(Annotated coordinate records)
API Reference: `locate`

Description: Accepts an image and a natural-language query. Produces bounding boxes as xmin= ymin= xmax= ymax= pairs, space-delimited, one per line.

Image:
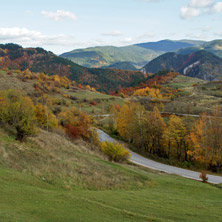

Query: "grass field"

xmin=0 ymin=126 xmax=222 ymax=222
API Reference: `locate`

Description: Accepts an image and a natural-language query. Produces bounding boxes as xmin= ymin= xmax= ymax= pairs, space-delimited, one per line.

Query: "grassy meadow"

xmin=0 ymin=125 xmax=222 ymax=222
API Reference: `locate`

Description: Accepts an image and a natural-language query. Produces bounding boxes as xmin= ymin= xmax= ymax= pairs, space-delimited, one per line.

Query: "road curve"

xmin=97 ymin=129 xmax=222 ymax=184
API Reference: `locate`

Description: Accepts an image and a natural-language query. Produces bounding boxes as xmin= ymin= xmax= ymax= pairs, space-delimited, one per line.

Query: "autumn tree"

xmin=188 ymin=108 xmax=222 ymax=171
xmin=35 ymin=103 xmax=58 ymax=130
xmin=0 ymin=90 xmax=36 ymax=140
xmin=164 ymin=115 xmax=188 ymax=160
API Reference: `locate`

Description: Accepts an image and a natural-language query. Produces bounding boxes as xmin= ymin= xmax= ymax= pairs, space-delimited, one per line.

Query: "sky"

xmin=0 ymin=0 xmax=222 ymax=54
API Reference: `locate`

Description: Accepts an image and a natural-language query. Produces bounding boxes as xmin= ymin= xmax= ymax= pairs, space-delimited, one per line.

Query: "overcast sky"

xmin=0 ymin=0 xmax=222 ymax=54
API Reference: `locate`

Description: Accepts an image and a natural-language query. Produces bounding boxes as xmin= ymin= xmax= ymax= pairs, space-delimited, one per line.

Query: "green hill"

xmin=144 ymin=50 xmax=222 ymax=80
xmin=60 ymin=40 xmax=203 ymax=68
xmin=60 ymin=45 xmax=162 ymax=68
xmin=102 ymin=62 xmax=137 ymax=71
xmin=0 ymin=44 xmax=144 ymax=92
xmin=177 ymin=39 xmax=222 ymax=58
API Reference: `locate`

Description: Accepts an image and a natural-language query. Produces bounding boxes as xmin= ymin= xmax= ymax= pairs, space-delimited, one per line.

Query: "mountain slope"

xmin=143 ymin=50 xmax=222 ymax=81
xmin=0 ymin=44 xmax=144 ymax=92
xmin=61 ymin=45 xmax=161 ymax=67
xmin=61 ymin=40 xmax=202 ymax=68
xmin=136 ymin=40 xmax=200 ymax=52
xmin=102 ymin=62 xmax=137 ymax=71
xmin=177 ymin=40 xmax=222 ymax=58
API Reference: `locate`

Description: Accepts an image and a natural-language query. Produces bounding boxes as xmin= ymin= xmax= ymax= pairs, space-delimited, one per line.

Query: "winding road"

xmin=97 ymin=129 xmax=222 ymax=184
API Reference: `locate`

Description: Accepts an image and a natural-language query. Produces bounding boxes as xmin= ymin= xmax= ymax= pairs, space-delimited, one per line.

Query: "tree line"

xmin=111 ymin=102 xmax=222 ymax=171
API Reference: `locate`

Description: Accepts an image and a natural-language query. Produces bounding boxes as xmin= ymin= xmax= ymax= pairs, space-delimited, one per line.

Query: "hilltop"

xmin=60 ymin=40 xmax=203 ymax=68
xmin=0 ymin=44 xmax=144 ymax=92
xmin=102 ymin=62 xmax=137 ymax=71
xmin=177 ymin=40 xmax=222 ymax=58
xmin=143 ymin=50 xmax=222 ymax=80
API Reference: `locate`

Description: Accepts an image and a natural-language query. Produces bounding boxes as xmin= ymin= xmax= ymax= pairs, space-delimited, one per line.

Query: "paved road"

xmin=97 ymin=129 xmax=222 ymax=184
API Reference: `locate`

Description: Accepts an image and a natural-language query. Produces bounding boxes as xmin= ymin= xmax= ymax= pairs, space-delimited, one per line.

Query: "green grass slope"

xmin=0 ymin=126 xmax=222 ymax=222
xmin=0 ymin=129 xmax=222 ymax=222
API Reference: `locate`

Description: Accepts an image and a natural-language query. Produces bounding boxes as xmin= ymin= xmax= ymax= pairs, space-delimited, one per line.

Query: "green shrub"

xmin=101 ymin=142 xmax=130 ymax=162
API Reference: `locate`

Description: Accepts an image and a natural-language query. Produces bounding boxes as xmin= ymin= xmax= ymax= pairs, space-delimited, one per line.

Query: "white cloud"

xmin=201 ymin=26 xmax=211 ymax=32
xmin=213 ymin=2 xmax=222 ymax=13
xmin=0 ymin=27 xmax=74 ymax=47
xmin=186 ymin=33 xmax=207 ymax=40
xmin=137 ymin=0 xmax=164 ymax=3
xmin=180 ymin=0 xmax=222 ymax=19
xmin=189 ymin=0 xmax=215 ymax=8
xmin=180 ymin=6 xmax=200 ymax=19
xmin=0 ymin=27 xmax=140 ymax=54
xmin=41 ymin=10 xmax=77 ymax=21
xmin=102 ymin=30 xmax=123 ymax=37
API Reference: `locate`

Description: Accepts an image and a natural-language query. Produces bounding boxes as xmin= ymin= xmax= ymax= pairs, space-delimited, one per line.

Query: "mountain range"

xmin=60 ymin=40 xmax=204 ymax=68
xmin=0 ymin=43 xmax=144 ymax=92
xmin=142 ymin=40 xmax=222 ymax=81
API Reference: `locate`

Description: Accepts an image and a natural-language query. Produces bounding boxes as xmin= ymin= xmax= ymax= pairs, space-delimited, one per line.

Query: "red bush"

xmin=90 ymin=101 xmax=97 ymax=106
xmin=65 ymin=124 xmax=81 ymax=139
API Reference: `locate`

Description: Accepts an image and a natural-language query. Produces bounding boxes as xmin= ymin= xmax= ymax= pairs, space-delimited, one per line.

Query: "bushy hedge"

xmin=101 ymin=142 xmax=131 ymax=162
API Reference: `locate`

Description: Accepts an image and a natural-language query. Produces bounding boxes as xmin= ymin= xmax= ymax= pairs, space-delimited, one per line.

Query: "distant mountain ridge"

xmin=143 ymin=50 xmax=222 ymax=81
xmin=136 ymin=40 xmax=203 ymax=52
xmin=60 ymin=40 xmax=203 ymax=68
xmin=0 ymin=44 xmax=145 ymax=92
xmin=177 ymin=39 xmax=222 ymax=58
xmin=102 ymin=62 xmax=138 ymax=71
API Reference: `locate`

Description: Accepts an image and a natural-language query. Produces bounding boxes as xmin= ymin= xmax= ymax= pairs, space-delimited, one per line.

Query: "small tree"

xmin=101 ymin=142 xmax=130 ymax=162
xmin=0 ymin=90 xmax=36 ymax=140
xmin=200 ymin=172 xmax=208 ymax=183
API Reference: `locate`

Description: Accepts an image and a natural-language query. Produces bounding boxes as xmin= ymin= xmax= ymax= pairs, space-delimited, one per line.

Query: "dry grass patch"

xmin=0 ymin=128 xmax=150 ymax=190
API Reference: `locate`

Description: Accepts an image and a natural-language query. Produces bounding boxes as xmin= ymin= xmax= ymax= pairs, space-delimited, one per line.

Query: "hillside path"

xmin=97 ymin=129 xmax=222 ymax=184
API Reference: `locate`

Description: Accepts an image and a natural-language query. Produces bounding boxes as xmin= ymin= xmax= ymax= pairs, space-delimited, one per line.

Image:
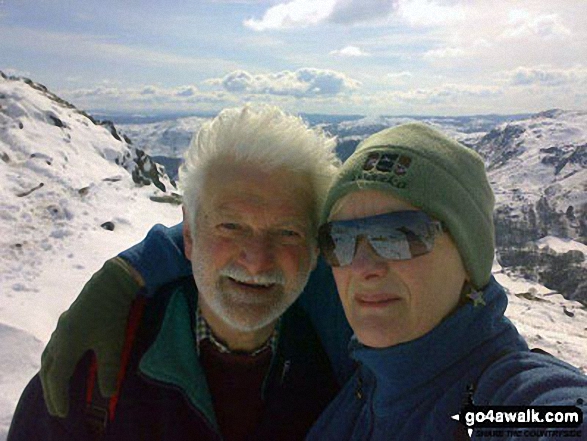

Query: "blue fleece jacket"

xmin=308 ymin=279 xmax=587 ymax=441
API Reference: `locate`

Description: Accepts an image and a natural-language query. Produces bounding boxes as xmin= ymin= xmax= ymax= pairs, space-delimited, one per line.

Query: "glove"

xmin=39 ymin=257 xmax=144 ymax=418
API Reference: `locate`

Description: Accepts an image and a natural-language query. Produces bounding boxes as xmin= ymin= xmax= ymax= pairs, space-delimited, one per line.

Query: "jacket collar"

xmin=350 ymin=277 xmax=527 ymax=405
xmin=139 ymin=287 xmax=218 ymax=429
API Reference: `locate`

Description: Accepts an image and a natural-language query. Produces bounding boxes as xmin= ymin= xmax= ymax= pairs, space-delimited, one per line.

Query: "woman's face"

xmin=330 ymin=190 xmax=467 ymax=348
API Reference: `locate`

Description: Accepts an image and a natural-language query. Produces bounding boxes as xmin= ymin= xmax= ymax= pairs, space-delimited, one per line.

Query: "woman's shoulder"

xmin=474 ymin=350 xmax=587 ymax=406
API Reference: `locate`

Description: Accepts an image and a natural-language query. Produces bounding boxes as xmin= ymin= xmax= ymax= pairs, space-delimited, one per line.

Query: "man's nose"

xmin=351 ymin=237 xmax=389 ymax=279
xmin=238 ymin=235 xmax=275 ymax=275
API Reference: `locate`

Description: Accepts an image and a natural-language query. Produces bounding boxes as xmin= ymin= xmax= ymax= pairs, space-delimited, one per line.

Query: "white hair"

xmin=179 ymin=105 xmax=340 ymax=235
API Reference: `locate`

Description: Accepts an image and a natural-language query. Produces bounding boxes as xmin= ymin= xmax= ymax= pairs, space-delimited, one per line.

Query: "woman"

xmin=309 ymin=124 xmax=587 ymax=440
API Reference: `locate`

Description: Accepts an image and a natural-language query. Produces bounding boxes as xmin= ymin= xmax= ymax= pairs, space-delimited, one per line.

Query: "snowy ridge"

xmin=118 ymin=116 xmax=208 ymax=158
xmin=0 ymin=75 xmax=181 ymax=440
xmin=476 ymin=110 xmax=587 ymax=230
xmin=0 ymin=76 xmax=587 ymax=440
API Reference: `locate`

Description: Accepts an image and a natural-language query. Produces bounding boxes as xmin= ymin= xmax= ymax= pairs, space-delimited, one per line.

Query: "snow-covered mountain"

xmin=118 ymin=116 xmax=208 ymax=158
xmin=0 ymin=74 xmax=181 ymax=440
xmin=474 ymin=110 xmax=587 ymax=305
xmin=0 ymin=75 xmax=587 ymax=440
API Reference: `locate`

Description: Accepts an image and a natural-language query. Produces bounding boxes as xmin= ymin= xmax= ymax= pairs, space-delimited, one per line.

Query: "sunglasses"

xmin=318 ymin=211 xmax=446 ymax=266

SHORT PROBLEM>
Gather every line of the material above that contains the string "woman", and copy each one unchanged.

EXPECTED ANSWER>
Query: "woman's face"
Query: "woman's shoulder"
Query: "woman"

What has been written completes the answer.